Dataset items
- - -
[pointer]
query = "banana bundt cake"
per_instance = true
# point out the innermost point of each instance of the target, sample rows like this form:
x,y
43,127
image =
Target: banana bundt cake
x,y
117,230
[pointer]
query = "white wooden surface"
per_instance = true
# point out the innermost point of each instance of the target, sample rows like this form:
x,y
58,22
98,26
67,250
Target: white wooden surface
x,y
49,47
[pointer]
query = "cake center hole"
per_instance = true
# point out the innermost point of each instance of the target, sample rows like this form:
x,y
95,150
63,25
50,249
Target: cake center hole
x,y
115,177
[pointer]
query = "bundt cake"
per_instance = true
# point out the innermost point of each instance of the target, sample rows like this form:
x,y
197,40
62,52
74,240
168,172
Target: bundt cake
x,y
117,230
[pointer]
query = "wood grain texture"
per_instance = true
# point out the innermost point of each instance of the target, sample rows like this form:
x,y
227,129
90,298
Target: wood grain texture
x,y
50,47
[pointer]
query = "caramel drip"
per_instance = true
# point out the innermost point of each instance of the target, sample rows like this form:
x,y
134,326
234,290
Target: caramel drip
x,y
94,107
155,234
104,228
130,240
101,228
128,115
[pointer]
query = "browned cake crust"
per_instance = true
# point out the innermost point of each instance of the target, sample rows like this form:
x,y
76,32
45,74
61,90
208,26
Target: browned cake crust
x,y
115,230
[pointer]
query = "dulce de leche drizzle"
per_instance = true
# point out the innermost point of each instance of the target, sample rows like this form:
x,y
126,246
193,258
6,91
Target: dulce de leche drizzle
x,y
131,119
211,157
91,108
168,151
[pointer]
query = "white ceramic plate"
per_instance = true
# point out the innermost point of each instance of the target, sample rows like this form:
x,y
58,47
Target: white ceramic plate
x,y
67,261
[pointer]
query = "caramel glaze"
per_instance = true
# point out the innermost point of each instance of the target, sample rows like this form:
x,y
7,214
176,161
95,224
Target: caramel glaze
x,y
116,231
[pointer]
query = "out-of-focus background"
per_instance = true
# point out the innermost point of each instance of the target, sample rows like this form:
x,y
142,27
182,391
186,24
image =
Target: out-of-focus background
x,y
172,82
- - -
- **Short exercise**
Please report how many lines of the material above contain the word "wooden", giving only the number.

- **Correct result**
2